Data lines:
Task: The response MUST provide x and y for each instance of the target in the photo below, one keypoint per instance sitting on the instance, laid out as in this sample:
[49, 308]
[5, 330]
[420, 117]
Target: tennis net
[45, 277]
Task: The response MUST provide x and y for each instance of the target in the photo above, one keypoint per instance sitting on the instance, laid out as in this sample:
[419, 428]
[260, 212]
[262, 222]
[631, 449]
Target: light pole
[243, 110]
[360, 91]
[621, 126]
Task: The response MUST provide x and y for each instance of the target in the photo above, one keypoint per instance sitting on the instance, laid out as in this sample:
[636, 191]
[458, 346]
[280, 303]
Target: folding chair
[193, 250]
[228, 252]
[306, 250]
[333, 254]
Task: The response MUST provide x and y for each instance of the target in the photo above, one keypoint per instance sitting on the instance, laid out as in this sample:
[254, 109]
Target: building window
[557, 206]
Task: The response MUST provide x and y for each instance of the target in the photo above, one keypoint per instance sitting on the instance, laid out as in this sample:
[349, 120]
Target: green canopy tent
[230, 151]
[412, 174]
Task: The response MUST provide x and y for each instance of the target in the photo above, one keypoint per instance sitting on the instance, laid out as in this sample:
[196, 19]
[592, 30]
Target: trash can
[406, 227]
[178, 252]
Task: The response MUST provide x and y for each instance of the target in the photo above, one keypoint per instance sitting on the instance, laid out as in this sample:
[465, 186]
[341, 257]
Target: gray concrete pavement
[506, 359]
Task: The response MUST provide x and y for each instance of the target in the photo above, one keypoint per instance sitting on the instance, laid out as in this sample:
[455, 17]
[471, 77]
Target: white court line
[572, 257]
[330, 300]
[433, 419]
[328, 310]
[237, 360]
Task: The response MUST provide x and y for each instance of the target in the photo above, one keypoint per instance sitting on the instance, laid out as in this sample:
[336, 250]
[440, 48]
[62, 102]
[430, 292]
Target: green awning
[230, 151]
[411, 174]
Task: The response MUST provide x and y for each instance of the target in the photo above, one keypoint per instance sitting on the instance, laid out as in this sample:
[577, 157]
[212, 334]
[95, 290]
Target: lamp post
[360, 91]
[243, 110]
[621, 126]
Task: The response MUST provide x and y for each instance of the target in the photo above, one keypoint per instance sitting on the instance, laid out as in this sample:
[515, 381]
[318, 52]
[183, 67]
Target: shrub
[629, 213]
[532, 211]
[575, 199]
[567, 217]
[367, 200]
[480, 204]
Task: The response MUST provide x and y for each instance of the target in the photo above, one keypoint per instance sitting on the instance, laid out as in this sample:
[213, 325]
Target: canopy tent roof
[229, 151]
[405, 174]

Instructions to follow:
Find each line in the records above that contains the word "tent" and copy those lines.

Answer in full:
Target: green canopy tent
Target: canopy tent roof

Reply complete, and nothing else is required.